▶ **Questions**:
a: In the text on the Advanced TIROS-N satellites, what is the part that opens with the words containing "- NOAA-8 (E): Launched" and closes with "30 August 2001."? Return it word for word.
b: According to the text on the Advanced TIROS-N satellites, why was NOAA-8 launched before NOAA-D?
c: Can you extend the text on the Advanced TIROS-N satellites past its last sentence?

▶ **Reading text**:
┌────────

The Advanced TIROS-N (ATN) spacecraft were similar to the NOAA-A through -D satellites, apart from an enlarged Equipment Support Module to allow integration of additional payloads. A change from the TIROS-N through NOAA-D spacecraft was that spare word locations in the low bit rate data system TIROS Information Processor (TIP) was used for special instruments such as the Earth Radiation Budget Satellite (ERBE) and SBUV/2. The search and rescue (SAR) system became independent, utilizing a special frequency for transmission of data to the ground.

- NOAA-8 (E): Launched 28 March 1983 into a 450 nmi orbit, out of sequence (before NOAA-D) to get the first SAR system on a US satellite operational. Deactivated 29 December 1985, following a thermal runaway which destroyed a battery.
- NOAA-9 (F): Launched 12 December 1984 into 470 nmi "afternoon" orbit and was the first satellite to carry an SBUV/2 instrument. It was deactivated on 1 August 1993 but was reactivated three weeks later, after the failure of NOAA-13. The SARR transmitter failed on 18 December 1997 and the satellite was permanently deactivated on 13 February 1998.
- NOAA-10 (G): Launched 17 September 1986 into a 450 nmi "morning" orbit. Placed in standby mode on 17 September 1991 (when NOAA-12 became operational) and deactivated on 30 August 2001.
- NOAA-11 (H): Launched 24 September 1988 into a 470 nmi PM orbit. Placed in standby mode in March 1995 and was reactivated in May 1997 to provide soundings after an HIRS anomaly on NOAA-12. Decommissioned 16 June 2004.
- NOAA-13 (I): Launched 9 August 1993 into a 470 nmi PM orbit; two weeks after launch the spacecraft suffered a catastrophic power system anomaly. Attempts to contact or command the spacecraft were unsuccessful.

└────────

(Data items)

┌────────

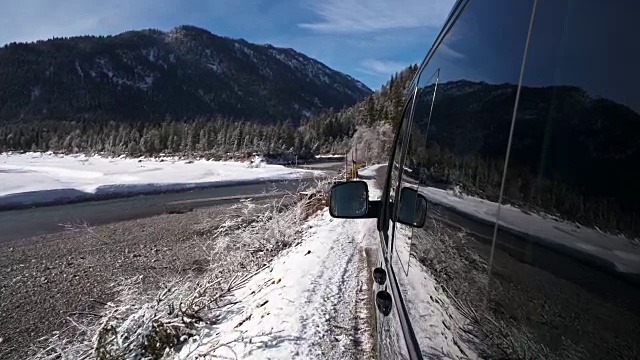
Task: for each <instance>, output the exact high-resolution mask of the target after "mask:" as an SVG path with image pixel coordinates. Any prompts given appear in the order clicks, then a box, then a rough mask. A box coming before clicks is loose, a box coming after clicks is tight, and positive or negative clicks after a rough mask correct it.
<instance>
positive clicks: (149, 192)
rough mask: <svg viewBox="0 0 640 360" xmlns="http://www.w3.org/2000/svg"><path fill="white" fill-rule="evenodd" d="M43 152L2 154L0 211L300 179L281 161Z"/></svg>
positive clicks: (306, 172)
mask: <svg viewBox="0 0 640 360" xmlns="http://www.w3.org/2000/svg"><path fill="white" fill-rule="evenodd" d="M251 165H252V166H249V165H248V164H245V163H240V162H215V161H206V160H196V161H185V160H177V159H167V158H161V159H149V158H141V159H126V158H102V157H98V156H94V157H87V156H84V155H66V156H65V155H54V154H43V153H26V154H2V155H0V178H1V179H2V180H1V181H0V209H6V208H12V207H18V206H24V205H42V204H51V203H57V202H65V201H71V200H83V199H99V198H105V197H117V196H125V195H132V194H141V193H153V192H162V191H175V190H184V189H191V188H198V187H209V186H220V185H232V184H242V183H251V182H260V181H265V180H288V179H299V178H301V177H303V176H312V175H313V174H314V173H316V172H314V171H309V170H299V169H292V168H286V167H283V166H279V165H266V164H264V163H263V162H260V163H259V166H256V164H255V162H254V163H252V164H251Z"/></svg>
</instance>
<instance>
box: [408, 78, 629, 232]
mask: <svg viewBox="0 0 640 360" xmlns="http://www.w3.org/2000/svg"><path fill="white" fill-rule="evenodd" d="M513 90H514V86H513V85H509V84H505V85H490V84H486V83H473V82H468V81H466V82H465V81H457V82H451V83H444V84H440V85H439V89H438V94H437V95H436V102H435V107H434V110H433V116H432V120H431V123H430V125H429V133H428V136H427V137H426V138H425V135H424V134H423V133H422V132H421V131H422V130H424V129H426V124H424V123H423V124H420V123H419V122H416V126H415V127H414V129H415V130H414V132H413V134H412V137H411V145H410V146H409V148H408V150H407V160H406V166H407V167H410V168H416V169H418V171H417V172H416V173H418V174H422V176H421V177H422V182H424V183H425V184H427V185H430V186H452V185H456V184H461V185H462V186H463V188H464V189H465V190H466V191H467V192H468V193H470V194H472V195H475V196H479V197H482V198H486V199H488V200H491V201H497V199H498V195H499V190H500V184H501V178H502V171H503V159H504V155H505V152H506V148H505V147H506V146H505V144H506V143H507V141H506V138H507V137H508V133H507V132H506V130H508V129H509V125H508V124H509V123H510V117H511V114H509V113H508V111H504V110H503V109H509V108H512V106H509V103H511V104H512V103H513V101H514V99H513ZM522 94H523V96H522V98H523V99H526V100H523V101H524V102H523V104H521V110H520V111H519V114H518V118H517V122H516V131H515V133H514V138H513V147H512V157H511V159H512V160H511V163H510V164H509V170H508V173H507V179H506V183H505V194H504V198H505V202H506V203H510V204H513V205H518V206H521V207H528V208H529V209H530V210H534V211H542V212H546V213H551V214H556V215H559V216H561V217H562V218H564V219H566V220H572V221H578V222H580V223H583V224H588V225H591V226H598V227H600V228H603V229H607V230H609V231H623V232H626V233H630V234H640V224H638V223H637V222H636V221H635V219H636V218H637V215H638V214H639V213H640V211H638V208H637V206H638V205H637V204H639V203H640V184H638V183H633V182H634V179H638V178H640V169H639V168H638V167H637V164H639V163H640V139H638V138H637V134H638V133H640V116H639V115H638V114H636V113H635V112H633V111H632V110H631V109H629V108H627V107H625V106H622V105H619V104H616V103H614V102H612V101H609V100H604V99H592V98H589V97H588V96H587V95H586V94H585V93H584V91H582V90H580V89H578V88H576V87H567V86H558V87H548V88H524V89H523V93H522ZM552 97H553V99H554V102H553V104H554V105H553V106H554V108H553V109H550V106H551V105H550V104H551V101H550V99H551V98H552Z"/></svg>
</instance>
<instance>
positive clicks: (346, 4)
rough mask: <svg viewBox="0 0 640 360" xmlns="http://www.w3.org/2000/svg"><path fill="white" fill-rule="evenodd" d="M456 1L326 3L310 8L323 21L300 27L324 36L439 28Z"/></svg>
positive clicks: (302, 24) (353, 0) (412, 0)
mask: <svg viewBox="0 0 640 360" xmlns="http://www.w3.org/2000/svg"><path fill="white" fill-rule="evenodd" d="M453 3H454V0H432V1H426V0H393V1H390V0H326V1H324V2H323V3H314V4H312V5H310V8H311V9H312V10H313V11H314V12H315V13H316V14H317V15H318V16H319V17H320V18H321V20H320V21H318V22H312V23H301V24H299V25H298V26H300V27H302V28H305V29H309V30H313V31H317V32H325V33H358V32H360V33H362V32H372V31H381V30H389V29H409V28H417V27H426V26H431V27H440V26H441V25H442V24H443V22H444V19H446V17H447V15H448V14H449V11H450V10H451V7H452V6H453Z"/></svg>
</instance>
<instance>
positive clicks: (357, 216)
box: [329, 181, 369, 219]
mask: <svg viewBox="0 0 640 360" xmlns="http://www.w3.org/2000/svg"><path fill="white" fill-rule="evenodd" d="M368 211H369V187H368V186H367V183H366V182H364V181H348V182H344V183H341V184H336V185H333V186H332V187H331V195H330V196H329V214H330V215H331V216H332V217H335V218H346V219H354V218H364V217H366V215H367V213H368Z"/></svg>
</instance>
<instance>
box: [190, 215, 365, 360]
mask: <svg viewBox="0 0 640 360" xmlns="http://www.w3.org/2000/svg"><path fill="white" fill-rule="evenodd" d="M306 227H307V231H306V239H305V240H304V241H303V242H302V243H301V244H300V245H298V246H296V247H294V248H292V249H290V250H289V251H286V252H285V253H284V254H282V255H281V256H280V257H279V258H277V259H276V260H274V262H273V263H272V264H271V265H270V266H269V267H268V268H266V269H264V270H263V271H262V272H260V273H258V274H257V275H256V276H254V277H253V278H252V279H251V280H250V281H249V282H248V283H247V285H246V286H245V287H243V288H242V289H240V290H238V291H237V292H236V293H235V298H236V299H237V300H238V301H240V302H238V303H236V304H234V305H231V306H230V307H229V308H228V309H227V310H226V311H225V313H224V315H223V316H222V319H221V321H220V322H219V323H218V324H216V325H214V326H211V327H210V328H209V329H208V330H207V331H206V332H205V333H203V334H201V336H200V337H198V338H196V339H195V341H193V342H192V343H190V344H189V346H185V348H183V349H182V351H181V353H180V354H179V356H178V358H180V359H187V358H188V359H195V358H203V357H199V356H204V355H205V354H206V357H204V358H232V359H235V358H237V359H269V358H273V359H314V358H317V359H344V358H352V359H353V358H358V359H359V358H371V357H372V355H373V352H372V351H373V345H372V344H373V336H372V335H373V334H372V333H371V329H370V328H369V325H368V324H369V322H368V318H369V317H370V313H369V311H370V306H372V303H371V298H370V293H369V290H368V287H367V282H368V281H370V280H369V276H370V275H369V271H368V269H367V266H366V257H365V252H364V248H365V247H366V246H369V245H371V244H372V242H373V241H374V239H376V236H377V234H376V233H375V221H374V220H364V221H357V220H344V219H334V218H331V217H330V216H329V214H328V211H326V210H325V211H322V212H321V213H320V214H318V215H317V216H315V217H314V218H312V219H311V220H310V221H309V222H308V223H307V225H306Z"/></svg>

└────────

▶ **Responses in order**:
a:
- NOAA-8 (E): Launched 28 March 1983 into a 450 nmi orbit, out of sequence (before NOAA-D) to get the first SAR system on a US satellite operational. Deactivated 29 December 1985, following a thermal runaway which destroyed a battery.
- NOAA-9 (F): Launched 12 December 1984 into 470 nmi "afternoon" orbit and was the first satellite to carry an SBUV/2 instrument. It was deactivated on 1 August 1993 but was reactivated three weeks later, after the failure of NOAA-13. The SARR transmitter failed on 18 December 1997 and the satellite was permanently deactivated on 13 February 1998.
- NOAA-10 (G): Launched 17 September 1986 into a 450 nmi "morning" orbit. Placed in standby mode on 17 September 1991 (when NOAA-12 became operational) and deactivated on 30 August 2001.

b: NOAA-8 was launched out of sequence to get the first search and rescue (SAR) system on a US satellite operational.

c:
- NOAA-14 (J): Launched 30 December 1994 into a 470 nmi PM orbit and decommissioned 23 May 2007 after more than twelve years of operation.
- NOAA-15 (K): Launched 13 May 1998 into a 450 nmi morning orbit and replaced NOAA-12 on 14 December 1998, as the primary AM spacecraft. Now secondary, with MetOp-B as the AM primary. Decommissioned 19 August 2025.
- NOAA-16 (L): Launched 21 September 2000 into a 470-nmi afternoon orbit; replaced NOAA-14 on 19 March 2001, as the primary AM spacecraft. Decommissioned on 9 June 2014 due to major spacecraft anomaly.
- NOAA-17 (M): Launched 24 June 2002 into a 450 nmi AM orbit and decommissioned 10 April 2013.
- NOAA-18 (N): Launched 20 May 2005 into a 470 nmi afternoon orbit and replaced NOAA-16 as the PM primary spacecraft on 30 August 2005. Decommissioned on 6 June 2025
- NOAA-19 (N Prime): Launched 6 February 2009 into a 470 nmi afternoon orbit and replaced NOAA-18 as the PM primary spacecraft on 2 June 2009. Decommissioned on 13 August 2025 after a battery failure.